[Stored dataset items]
»»

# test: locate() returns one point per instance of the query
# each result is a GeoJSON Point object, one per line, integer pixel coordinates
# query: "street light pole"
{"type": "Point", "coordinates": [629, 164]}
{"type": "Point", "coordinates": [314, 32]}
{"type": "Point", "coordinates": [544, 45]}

««

PROBLEM TO SOLVE ::
Can you turn all of the data above into a numbered list, leaving out any blank lines?

RESULT ::
1. # test: locate() returns one point per instance of the query
2. # each result is a GeoJSON Point object, one per line, integer pixel coordinates
3. # query: "street light pole"
4. {"type": "Point", "coordinates": [629, 164]}
5. {"type": "Point", "coordinates": [314, 32]}
6. {"type": "Point", "coordinates": [544, 45]}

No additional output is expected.